Walker indiscriminately fired from his vehicle, striking Conley shortly after 11 p.m. on June 1, 2013, and later shot into houses where lights and TVs were on, Snohomish County Deputy Prosecutor Ed Stemler said during opening statements.

The bullet that killed Conley, a freshman at Seattle’s Bishop Blanchet High School, was never found, though police cleared brush and searched woods adjacent to the road with metal detectors and bucket trucks, Stemler said.

Defense attorney Mark Mestel told jurors Walker is “an innocent man” who was arrested as a result of assumptions made by police, foremost that Conley’s killing and the later drive-by shootings in Lake Stevens and Marysville were connected. Mestel questioned the scientific validity of a ballistic analysis that linked eight spent bullets to two Ruger Blackhawk revolvers later found by police in Walker’s bedroom.

“This case is not going to be about whether shots were fired … This case is going to be about who did it,” Mestel said during his opening statement.

AVAILABLE DATA »
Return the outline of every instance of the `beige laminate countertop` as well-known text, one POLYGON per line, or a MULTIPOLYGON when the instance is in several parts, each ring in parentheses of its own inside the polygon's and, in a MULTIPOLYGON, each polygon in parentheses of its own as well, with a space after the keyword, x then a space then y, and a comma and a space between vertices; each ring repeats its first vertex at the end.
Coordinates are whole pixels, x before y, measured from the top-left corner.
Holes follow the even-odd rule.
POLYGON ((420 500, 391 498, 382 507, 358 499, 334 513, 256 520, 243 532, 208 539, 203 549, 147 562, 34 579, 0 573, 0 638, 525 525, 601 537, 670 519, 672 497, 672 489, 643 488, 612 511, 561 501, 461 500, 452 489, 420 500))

TASK REQUIREMENTS »
[1] In the article about the Walker trial, which school did Conley attend?
[2] Continue the article about the Walker trial, picking up after its last paragraph.

ANSWERS FOR THE TASKS »
[1] Conley was a freshman at Seattle's Bishop Blanchet High School.

[2]
Conley and five girlfriends from Seattle had gone to Lake Stevens, where one girl’s parents had moved, to celebrate Conley’s birthday. The girls were walking along South Lake Stevens Drive around 11 p.m. when they heard a loud bang and her friends saw Conley drop to her knees.

Conley died moments later.

The jury of 10 women and five men heard two 911 calls placed by two of Conley’s friends, who reported Conley had been shot by a drive-by shooter. The girls were hysterical and screams were heard in the background as a dispatcher repeatedly asked for an address.

“Molly! Molly!” a female voice is heard screaming.

After telling the dispatcher their location, the caller said: “Somebody drove by and shot her … it’s dark, we have no idea … I don’t care who shot her, I just need to get her help … She’s out on the street, we were walking home.”

The second caller tells the dispatcher, “Oh my god, we don’t know what he looked like, that vehicle is gone. … Help us!”

Seconds later, the same girl said: “Oh my gosh, I think she’s dead.”

Dean Jenson, a land surveyor, was the first motorist to stop to help the girls. He testified that it was “pitch black” and he had to “plow through” blackberry bushes to reach Conley, who had rolled down a steep embankment next to the road.

“I felt her with my right hand, then I knew it was real,” Jenson said, testifying that he jumped over Conley, turned, and caught her in his arms.

Motorists Richard Reynolds, a garbage-truck driver, and Robert Diaz, a Boeing engineer, also pulled over.

Reynolds helped Jenson, and when he grabbed Conley’s bloody sweater, reality hit, he said.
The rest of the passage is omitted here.